**Excerpted records:**
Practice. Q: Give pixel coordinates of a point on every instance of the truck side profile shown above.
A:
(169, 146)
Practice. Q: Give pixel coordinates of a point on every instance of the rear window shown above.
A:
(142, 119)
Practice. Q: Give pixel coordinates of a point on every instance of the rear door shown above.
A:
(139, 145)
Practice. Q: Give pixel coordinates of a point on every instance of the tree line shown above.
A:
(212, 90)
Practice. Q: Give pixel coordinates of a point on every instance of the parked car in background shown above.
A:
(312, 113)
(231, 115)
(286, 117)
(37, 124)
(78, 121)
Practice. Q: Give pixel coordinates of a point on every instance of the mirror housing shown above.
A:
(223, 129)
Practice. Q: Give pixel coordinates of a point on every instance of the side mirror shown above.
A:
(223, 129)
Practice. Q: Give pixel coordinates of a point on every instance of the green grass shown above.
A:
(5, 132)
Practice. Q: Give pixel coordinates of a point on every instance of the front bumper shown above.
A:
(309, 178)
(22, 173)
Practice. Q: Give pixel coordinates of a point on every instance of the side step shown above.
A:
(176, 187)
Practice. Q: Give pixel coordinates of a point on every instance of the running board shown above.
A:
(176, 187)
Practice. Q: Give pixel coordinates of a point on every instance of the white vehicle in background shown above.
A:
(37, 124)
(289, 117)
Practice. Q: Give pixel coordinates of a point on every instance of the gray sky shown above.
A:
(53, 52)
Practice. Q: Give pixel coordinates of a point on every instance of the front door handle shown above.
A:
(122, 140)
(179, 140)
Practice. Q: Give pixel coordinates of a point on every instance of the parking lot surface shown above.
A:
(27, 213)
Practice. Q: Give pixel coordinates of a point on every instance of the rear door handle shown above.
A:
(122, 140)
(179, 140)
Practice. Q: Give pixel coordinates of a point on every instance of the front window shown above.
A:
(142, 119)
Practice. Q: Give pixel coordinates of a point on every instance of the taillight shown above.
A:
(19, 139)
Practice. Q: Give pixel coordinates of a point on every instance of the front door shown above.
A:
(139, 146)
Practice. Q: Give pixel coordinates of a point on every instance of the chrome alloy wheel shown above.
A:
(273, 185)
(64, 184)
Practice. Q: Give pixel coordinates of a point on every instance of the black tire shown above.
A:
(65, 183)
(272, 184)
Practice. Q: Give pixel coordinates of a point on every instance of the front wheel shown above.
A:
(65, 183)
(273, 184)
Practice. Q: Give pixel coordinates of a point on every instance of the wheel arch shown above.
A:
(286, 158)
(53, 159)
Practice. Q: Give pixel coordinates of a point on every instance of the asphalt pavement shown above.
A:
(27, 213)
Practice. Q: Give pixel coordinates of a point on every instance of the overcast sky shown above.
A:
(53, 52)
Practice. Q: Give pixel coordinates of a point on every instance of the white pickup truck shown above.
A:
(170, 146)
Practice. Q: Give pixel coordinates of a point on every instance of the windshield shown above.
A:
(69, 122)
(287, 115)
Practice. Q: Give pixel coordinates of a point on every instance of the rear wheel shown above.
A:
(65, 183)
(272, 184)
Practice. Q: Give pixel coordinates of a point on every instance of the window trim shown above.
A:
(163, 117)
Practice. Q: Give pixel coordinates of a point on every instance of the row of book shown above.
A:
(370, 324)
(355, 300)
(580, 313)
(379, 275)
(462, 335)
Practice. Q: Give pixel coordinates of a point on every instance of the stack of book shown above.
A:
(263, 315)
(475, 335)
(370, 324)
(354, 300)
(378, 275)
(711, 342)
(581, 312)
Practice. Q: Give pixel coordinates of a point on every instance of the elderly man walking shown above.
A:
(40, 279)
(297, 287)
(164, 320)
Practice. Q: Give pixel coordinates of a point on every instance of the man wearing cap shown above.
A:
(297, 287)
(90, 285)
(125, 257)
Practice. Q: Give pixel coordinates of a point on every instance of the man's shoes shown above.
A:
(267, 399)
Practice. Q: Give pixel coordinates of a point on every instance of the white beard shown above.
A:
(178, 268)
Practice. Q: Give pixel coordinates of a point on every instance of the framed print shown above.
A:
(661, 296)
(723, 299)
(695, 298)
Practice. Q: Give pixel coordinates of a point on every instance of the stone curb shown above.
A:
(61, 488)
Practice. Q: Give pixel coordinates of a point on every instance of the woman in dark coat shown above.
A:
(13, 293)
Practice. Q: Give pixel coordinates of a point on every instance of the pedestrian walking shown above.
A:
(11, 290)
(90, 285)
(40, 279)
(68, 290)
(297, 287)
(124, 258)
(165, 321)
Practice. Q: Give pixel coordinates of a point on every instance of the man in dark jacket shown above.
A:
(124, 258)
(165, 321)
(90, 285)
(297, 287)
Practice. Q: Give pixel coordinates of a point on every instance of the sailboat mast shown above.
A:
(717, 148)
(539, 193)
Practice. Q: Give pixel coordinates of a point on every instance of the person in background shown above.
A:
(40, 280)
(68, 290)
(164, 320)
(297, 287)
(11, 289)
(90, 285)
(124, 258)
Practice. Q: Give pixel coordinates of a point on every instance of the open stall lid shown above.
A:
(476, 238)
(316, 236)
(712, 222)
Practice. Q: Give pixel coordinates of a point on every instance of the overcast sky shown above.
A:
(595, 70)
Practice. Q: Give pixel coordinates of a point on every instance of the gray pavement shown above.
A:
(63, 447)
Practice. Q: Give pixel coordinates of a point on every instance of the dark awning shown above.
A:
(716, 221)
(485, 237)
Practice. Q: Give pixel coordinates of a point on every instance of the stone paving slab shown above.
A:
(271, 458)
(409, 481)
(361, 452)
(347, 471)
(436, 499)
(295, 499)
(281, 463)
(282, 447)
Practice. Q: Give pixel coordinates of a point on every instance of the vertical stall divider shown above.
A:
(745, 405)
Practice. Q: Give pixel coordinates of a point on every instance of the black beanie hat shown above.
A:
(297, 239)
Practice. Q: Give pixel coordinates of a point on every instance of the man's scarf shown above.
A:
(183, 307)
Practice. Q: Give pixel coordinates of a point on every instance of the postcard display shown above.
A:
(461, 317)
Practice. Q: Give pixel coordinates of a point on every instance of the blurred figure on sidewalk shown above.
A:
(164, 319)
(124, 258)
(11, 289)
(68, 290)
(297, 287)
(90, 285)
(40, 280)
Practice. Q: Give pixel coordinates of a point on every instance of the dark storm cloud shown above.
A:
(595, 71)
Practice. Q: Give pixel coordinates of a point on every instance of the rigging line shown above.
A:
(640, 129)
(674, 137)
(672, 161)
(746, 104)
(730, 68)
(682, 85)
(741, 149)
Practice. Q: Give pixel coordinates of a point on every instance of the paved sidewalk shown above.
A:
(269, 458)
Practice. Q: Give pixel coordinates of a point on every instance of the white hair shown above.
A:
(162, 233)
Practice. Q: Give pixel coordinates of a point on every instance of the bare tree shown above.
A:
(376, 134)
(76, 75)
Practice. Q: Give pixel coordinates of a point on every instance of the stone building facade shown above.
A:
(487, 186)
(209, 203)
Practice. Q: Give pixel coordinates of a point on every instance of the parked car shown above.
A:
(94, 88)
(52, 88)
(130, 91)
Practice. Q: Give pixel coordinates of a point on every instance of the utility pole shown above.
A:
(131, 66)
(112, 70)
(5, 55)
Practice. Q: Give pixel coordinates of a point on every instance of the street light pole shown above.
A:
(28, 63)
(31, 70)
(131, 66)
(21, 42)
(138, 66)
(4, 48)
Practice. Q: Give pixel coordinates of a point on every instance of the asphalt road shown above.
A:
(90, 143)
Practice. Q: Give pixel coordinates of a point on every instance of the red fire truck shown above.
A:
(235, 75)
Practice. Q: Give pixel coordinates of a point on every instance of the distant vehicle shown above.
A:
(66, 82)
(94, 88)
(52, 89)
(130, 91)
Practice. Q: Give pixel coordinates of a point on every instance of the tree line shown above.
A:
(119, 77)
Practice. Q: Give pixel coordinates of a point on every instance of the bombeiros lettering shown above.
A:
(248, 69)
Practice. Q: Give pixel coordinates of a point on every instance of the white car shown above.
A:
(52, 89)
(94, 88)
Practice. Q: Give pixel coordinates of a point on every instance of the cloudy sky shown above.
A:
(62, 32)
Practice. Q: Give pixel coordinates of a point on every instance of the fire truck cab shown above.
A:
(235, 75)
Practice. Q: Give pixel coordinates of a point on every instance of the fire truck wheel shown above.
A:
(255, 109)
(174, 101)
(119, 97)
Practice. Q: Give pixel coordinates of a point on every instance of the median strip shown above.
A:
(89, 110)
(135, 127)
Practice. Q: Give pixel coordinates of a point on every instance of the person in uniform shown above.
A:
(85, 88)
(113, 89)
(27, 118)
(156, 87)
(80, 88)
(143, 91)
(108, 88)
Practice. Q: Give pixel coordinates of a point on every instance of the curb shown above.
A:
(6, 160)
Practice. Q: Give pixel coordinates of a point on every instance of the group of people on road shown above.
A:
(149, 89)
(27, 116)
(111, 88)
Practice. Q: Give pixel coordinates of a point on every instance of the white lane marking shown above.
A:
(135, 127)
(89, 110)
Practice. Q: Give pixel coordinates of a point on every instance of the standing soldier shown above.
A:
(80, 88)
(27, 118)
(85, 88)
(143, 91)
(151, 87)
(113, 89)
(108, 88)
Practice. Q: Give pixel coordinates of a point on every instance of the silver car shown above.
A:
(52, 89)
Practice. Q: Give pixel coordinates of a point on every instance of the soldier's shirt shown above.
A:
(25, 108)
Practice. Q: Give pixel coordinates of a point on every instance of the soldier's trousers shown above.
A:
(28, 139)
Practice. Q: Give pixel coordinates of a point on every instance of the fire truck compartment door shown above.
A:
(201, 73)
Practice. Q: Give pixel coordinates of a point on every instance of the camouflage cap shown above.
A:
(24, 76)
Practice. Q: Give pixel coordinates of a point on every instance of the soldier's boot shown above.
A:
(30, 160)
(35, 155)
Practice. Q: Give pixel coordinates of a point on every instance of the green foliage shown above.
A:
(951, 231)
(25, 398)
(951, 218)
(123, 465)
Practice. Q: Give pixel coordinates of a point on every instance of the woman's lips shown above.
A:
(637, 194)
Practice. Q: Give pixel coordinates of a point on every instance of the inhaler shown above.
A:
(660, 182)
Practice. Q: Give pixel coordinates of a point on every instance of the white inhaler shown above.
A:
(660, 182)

**Exercise:** Keep only the lines of the listing that contain the word "sidewalk", and copy them.

**Answer section:**
Practice. Q: Give pixel coordinates of a point on every instance of the blurred figure on sidewalk shown above.
Practice. Q: Give pixel coordinates of a point on every instance of the paved sidewalk shown above.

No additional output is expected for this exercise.